→ Problem details: Print the listing below exactly.

→ Provided records:

[Start of Attachment]

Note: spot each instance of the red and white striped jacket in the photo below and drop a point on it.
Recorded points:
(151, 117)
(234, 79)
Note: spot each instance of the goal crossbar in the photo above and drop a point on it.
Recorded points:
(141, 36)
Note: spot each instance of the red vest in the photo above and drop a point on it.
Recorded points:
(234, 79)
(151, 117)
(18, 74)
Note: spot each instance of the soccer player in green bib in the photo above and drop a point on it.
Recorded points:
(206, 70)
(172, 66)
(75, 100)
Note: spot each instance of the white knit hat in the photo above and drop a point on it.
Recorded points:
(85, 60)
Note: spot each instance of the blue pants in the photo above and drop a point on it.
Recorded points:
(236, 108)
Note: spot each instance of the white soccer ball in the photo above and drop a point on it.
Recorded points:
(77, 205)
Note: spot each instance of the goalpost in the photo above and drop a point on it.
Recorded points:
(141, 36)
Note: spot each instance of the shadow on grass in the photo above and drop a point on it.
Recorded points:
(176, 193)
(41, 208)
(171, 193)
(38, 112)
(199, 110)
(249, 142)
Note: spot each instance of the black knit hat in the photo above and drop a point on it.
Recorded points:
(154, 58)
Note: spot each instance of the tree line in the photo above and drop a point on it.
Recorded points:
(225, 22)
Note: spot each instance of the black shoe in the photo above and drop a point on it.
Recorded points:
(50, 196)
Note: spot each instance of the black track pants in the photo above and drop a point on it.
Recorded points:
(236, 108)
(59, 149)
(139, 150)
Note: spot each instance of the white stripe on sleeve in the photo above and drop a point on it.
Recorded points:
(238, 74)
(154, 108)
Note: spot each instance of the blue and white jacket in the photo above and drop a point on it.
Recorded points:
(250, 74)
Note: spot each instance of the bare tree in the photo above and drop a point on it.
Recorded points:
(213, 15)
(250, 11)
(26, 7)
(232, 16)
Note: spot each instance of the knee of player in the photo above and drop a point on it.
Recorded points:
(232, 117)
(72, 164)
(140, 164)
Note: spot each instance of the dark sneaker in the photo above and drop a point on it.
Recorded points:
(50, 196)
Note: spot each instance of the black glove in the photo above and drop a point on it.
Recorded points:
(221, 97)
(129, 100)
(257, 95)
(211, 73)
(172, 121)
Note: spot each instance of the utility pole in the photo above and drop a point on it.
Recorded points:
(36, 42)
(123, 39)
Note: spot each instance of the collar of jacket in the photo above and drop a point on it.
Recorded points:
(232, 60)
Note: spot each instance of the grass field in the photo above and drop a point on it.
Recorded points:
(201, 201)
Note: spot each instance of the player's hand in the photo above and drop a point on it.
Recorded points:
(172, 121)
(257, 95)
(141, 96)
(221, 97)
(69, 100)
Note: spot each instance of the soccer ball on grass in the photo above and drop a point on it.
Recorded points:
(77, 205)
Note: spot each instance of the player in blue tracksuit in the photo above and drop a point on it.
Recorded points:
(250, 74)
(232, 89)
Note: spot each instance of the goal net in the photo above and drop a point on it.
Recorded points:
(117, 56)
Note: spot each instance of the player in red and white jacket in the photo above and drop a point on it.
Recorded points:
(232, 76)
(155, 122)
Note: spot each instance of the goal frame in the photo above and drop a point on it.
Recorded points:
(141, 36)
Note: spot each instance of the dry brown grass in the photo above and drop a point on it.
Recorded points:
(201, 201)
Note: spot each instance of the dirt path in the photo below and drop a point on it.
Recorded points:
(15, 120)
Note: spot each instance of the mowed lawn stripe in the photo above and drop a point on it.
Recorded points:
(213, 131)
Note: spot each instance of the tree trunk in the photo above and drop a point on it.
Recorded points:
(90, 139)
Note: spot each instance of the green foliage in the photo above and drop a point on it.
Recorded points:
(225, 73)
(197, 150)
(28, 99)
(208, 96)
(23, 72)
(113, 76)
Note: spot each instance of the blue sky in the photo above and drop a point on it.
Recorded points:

[End of Attachment]

→ Output of the task:
Note: spot each instance of the red and white striped jacket in the photo below and drop a point on it.
Recorded points:
(151, 117)
(234, 79)
Note: spot each instance of the goal crossbar in the photo above and drop a point on it.
Recorded points:
(141, 36)
Note: spot each instance of the red vest in the photo above and drop a point on it.
Recorded points:
(234, 79)
(151, 117)
(18, 74)
Note: spot each instance of the soccer player in green bib in the photo above and drop a point on it.
Recorded points:
(206, 70)
(172, 66)
(75, 100)
Note: spot each instance of the white knit hat in the photo above and drop a point on it.
Recorded points:
(85, 60)
Note: spot each instance of the blue pants in the photo above and drop a point on it.
Recorded points:
(236, 108)
Note: spot each instance of the white soccer ball in the photo above and drop a point on it.
Recorded points:
(77, 205)
Note: spot each instance of the goalpost in the photo above and drop a point on it.
Recorded points:
(141, 36)
Note: spot each instance of the shadow on grass in the photo above and drop a point on it.
Recorded points:
(176, 193)
(41, 208)
(171, 193)
(38, 112)
(199, 110)
(249, 142)
Note: spot each instance of the black knit hat in the photo above and drop a point on it.
Recorded points:
(154, 58)
Note: spot each instance of the tree line in the photo above and drop a point on it.
Recorded points:
(225, 22)
Note: spot each instance of the black shoe in the photo above and drop a point on it.
Recorded points:
(50, 196)
Note: spot each instance of the black track pants in the photo above and drop a point on it.
Recorded points:
(236, 108)
(59, 149)
(139, 150)
Note: spot each instance of the white stripe on sleeve in the photo above and drop a point on it.
Recorded points:
(238, 74)
(154, 108)
Note: spot each instance of the blue and white jacket in the photo above and drop a point on it.
Recorded points:
(250, 74)
Note: spot each instance of the bare tree in the photo above and drop a point on it.
Recorded points:
(213, 15)
(250, 11)
(26, 7)
(232, 16)
Note: spot each instance of the knee of player in the photo above and drop a point on it.
Recorded points:
(232, 117)
(72, 164)
(140, 164)
Note: spot each instance of the dark sneaker in the photo above and drop a point on it.
Recorded points:
(50, 196)
Note: spot each instance of the black glove in the photo above and drop a point on it.
Recorded points:
(221, 97)
(129, 100)
(257, 95)
(211, 73)
(172, 121)
Note: spot each instance of the utility pole in the photo above and drop a point on it.
Recorded points:
(36, 42)
(123, 39)
Note: spot each instance of the collar of jacket in the photo above and drop a point on it.
Recorded points:
(232, 60)
Note: spot each instance of the grass field in the photo above and drop a point on it.
Recorded points:
(201, 201)
Note: spot each instance of the player's hand in the photo above and drop a point on it.
Recorded points:
(172, 121)
(257, 95)
(141, 96)
(221, 97)
(69, 100)
Note: spot each instance of the soccer ball on grass in the photo above and drop a point on it.
Recorded points:
(77, 205)
Note: spot each instance of the player in blue tracksuit in the photo above and drop a point on it.
Recorded points:
(250, 74)
(232, 89)
Note: spot each instance of the goal net in the photo above and drop a point on it.
Recorded points:
(117, 56)
Note: spot each instance of the player in red and white jacket in the photo above and drop a point on it.
Recorded points:
(232, 76)
(155, 122)
Note: spot each instance of the goal frame in the photo above and drop a point on it.
Recorded points:
(141, 36)
Note: spot each instance of the dry brown grass in the photo above and drop a point on it.
Recorded points:
(201, 201)
Note: spot each instance of the dirt path in the photo below and drop a point on it.
Recorded points:
(15, 120)
Note: spot each instance of the mowed lawn stripe in the photo above and drop a point on it.
Recorded points:
(213, 131)
Note: spot each instance of the tree trunk in the photo above and drop a point on it.
Recorded points:
(90, 139)
Note: spot each instance of the green foliage in the photo above and drop a point on it.
Recorded points:
(225, 73)
(197, 150)
(28, 99)
(208, 96)
(23, 72)
(113, 76)
Note: spot each instance of the blue sky in the photo above and drop a point on it.
Recorded points:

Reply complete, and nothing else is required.